● Exercise
Quote every line below exactly as it reads.

___

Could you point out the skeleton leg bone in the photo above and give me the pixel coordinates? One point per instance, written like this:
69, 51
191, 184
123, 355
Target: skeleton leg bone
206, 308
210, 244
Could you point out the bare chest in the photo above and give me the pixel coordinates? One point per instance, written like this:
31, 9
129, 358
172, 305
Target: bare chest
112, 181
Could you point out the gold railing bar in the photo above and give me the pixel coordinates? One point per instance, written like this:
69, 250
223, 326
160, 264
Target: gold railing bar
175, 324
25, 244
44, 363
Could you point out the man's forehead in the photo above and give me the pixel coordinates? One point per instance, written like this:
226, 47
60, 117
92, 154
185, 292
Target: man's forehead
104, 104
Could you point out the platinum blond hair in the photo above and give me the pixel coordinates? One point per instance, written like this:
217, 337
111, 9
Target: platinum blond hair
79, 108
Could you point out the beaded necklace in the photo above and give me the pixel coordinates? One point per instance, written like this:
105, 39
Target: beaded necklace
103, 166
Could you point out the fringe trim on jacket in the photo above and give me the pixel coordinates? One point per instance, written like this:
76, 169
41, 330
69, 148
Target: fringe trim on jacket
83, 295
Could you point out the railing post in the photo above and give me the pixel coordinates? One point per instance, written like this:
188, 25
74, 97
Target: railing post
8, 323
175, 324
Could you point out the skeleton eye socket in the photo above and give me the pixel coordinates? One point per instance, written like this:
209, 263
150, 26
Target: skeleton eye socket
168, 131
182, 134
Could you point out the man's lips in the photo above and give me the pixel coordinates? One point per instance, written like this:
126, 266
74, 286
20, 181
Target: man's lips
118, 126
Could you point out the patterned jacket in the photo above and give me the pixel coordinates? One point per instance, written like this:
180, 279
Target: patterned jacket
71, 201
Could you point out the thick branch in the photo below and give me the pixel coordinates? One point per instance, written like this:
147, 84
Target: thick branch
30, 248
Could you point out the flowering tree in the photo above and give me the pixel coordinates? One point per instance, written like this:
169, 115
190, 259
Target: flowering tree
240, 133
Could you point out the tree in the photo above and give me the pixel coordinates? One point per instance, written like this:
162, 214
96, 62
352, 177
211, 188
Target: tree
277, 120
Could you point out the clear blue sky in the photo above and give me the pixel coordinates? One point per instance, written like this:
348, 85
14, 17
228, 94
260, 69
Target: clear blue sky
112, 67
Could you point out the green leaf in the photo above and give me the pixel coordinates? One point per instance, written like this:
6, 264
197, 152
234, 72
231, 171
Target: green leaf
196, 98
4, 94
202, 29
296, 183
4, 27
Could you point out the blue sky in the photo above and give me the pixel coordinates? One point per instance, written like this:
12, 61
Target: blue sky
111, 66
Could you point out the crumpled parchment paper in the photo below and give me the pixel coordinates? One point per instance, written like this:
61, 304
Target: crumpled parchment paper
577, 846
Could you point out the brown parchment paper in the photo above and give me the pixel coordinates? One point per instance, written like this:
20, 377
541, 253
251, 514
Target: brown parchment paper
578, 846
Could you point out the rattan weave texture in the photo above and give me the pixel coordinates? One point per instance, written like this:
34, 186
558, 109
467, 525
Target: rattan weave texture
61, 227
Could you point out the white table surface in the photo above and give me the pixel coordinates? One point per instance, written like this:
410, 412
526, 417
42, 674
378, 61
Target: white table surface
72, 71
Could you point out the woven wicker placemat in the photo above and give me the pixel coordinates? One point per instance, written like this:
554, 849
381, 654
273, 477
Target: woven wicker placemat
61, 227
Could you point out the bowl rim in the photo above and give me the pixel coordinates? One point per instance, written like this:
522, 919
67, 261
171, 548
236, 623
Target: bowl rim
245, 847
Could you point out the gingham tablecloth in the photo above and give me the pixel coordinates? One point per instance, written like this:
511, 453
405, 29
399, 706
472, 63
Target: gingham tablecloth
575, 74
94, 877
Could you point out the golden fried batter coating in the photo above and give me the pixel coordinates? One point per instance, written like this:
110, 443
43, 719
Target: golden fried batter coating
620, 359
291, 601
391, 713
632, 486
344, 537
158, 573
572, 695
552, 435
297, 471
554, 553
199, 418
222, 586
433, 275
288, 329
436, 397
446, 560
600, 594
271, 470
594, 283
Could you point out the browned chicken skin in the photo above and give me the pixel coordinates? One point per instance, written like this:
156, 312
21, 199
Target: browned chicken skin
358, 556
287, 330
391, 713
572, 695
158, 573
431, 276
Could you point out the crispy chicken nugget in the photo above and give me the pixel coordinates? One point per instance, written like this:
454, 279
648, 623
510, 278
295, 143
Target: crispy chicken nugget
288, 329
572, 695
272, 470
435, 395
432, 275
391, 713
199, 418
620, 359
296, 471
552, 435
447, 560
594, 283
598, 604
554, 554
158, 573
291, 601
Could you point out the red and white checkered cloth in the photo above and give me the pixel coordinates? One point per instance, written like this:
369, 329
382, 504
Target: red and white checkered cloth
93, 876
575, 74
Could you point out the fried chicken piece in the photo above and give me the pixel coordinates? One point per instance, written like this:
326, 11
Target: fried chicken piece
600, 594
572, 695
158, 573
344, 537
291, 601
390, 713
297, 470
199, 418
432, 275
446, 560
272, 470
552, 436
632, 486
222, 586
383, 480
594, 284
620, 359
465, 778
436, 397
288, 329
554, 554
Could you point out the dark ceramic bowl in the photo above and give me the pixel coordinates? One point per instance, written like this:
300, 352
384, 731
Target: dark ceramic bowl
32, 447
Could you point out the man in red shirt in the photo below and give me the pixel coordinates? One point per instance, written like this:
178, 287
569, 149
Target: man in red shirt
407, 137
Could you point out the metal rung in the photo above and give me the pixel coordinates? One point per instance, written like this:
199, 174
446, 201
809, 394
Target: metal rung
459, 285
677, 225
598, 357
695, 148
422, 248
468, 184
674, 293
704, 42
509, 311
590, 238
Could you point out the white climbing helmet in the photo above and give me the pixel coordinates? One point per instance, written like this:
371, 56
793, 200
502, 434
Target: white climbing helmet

___

● Response to this task
Could you point out the skeleton leg bone in the photo above and give me the pixel coordinates? One point per instance, written like this:
69, 51
191, 184
123, 355
Target: skeleton leg bone
206, 308
210, 244
Could you point out the bare chest in the photo above and give me the pixel coordinates? One point per instance, written like this:
31, 9
129, 358
172, 305
Target: bare chest
112, 181
Could you point out the gold railing bar in the photo above and give me the pixel coordinates? One point per instance, written like this:
69, 250
223, 326
160, 264
Target: gold railing bar
175, 324
25, 244
44, 363
Could you point out the man's forehead in the photo above and give me the pixel coordinates? One point per instance, written like this:
226, 47
60, 117
92, 154
185, 292
Target: man's forehead
104, 104
Could you point out the platinum blond hair in the photo above and give me the pixel coordinates? One point per instance, written like this:
217, 337
111, 9
Target: platinum blond hair
79, 108
Could you point out the beaded necklace in the photo above and give me the pixel coordinates? One point per instance, written like this:
105, 39
Target: beaded necklace
103, 166
Could you point out the fringe trim on jacket in the photo above and give me the pixel coordinates? One point per instance, written like this:
76, 169
41, 330
69, 148
Target: fringe trim on jacket
83, 295
Could you point out the railing post in the photo above and give me the pixel coordinates? One point per instance, written like this:
188, 25
74, 97
Target: railing post
8, 323
175, 324
Could you point out the skeleton eye socket in the photo above and give me the pixel coordinates? One point per instance, written like this:
209, 263
150, 26
Target: skeleton eye socket
168, 131
182, 134
Could you point out the man's lips in the photo above and give me the pixel coordinates? One point per instance, written like this:
126, 266
74, 286
20, 181
Target: man's lips
118, 126
Could you point out the patterned jacket in the photo above and give me the pixel coordinates? One point per instance, written like this:
180, 279
Target: patterned jacket
71, 201
Could you point out the thick branch in the photo below and give me the pixel coordinates? One point per instance, written like this:
147, 84
Target: thick branch
30, 248
Could you point out the flowering tree in the photo above and give me the pixel coordinates? One point per instance, written like this:
169, 115
190, 259
Target: flowering tree
240, 133
Could you point out the tree in the photo above and give me the pixel coordinates? One point per instance, written like this:
162, 214
96, 62
352, 177
211, 188
Target: tree
277, 120
Could you point out the clear blue sky in the photo above and give me the pixel coordinates? One point per instance, written like this:
348, 85
14, 17
228, 94
260, 69
Target: clear blue sky
112, 67
Could you point out the green leaf in the photo above and give me the pixel coordinates? One point per instance, written like this:
6, 264
197, 152
234, 72
231, 171
Target: green leaf
196, 98
4, 94
202, 29
296, 183
4, 27
Could you point out the blue sky in the photo above and give me the pixel coordinates? One point per instance, written like this:
12, 61
Target: blue sky
111, 66
Could you point out the crumpled parchment paper in the photo below and give me the pixel coordinates? One point per instance, written like this:
61, 304
Target: crumpled parchment paper
577, 846
Could you point out the brown parchment paper in the photo above and give me the pixel coordinates? One point per instance, written like this:
20, 377
541, 253
251, 514
Target: brown parchment paper
578, 846
Could you point out the rattan weave texture in the photo above and give me the pixel coordinates? One point per instance, written like this:
34, 186
558, 109
467, 525
Target: rattan weave texture
61, 227
Could you point out the white table surface in the photo above and give me the pixel coordinates? One point per instance, written like this:
410, 412
526, 417
42, 674
378, 61
Target: white table surface
72, 71
Could you point out the woven wicker placemat in the photo above and give me the pixel coordinates? One point per instance, written like this:
554, 849
381, 654
273, 477
Target: woven wicker placemat
61, 227
Could you point out the bowl rim in the photo above and give me the pixel coordinates? One point per instance, written like this:
522, 919
67, 261
171, 548
236, 623
Target: bowl rim
245, 847
Could you point out the gingham tablecloth in the photo above and give me the pixel coordinates? One point per instance, written like this:
511, 453
405, 29
399, 706
472, 63
Target: gingham tablecloth
575, 74
94, 877
Could you point out the golden fried batter coating in the photo above and give me the pixel coordinates? One point per instance, written like this:
110, 443
43, 719
Target: golden fried batter coating
620, 359
291, 601
391, 713
632, 486
344, 537
158, 573
572, 695
552, 435
297, 471
554, 553
199, 418
222, 586
433, 275
288, 329
436, 397
446, 560
600, 594
271, 470
594, 283
Could you point out the browned chicken skin in the photo above and give me the pixel coordinates? One point per instance, written like this:
156, 312
21, 199
Target: browned chicken skin
358, 556
287, 330
391, 713
572, 695
158, 573
431, 276
Could you point out the crispy chicken nugget in the photo above and give me the pixel coordinates? One point per instance, written like this:
454, 279
648, 623
510, 278
295, 143
Target: crispy chicken nugget
288, 329
572, 695
272, 470
435, 395
432, 275
391, 713
199, 418
620, 359
296, 471
552, 435
447, 560
594, 283
598, 604
554, 554
158, 573
291, 601
Could you point out the red and white checkered cloth in the photo above and give me the pixel coordinates? One point per instance, written like this:
369, 329
382, 504
Target: red and white checkered cloth
93, 876
575, 74
Could you point out the fried chicken piece in the photo above and give me the pixel coordinates? One point per instance, written like this:
326, 11
Target: fried chicken piece
600, 594
572, 695
158, 573
344, 537
291, 601
390, 713
297, 470
199, 418
432, 275
446, 560
272, 470
552, 436
632, 486
222, 586
383, 480
594, 284
620, 359
465, 778
436, 397
288, 329
554, 554
Could you point out the dark ceramic bowl in the photo above and give me the pixel coordinates? One point per instance, written like this:
300, 352
384, 731
Target: dark ceramic bowl
32, 447
Could you point out the man in red shirt in the photo below and give me the pixel coordinates? One point per instance, written like this:
178, 287
569, 149
Target: man in red shirt
407, 137
Could you point out the metal rung in the photo above and give me the pixel coordinates? One point per instance, written like this:
199, 174
446, 201
809, 394
Target: metal rung
459, 285
677, 225
598, 357
695, 148
422, 248
468, 184
674, 293
704, 42
509, 311
590, 238
Could you point out the white climbing helmet in the photo above and give me the pixel coordinates? One point per instance, written like this:
371, 56
793, 200
502, 434
Target: white climbing helmet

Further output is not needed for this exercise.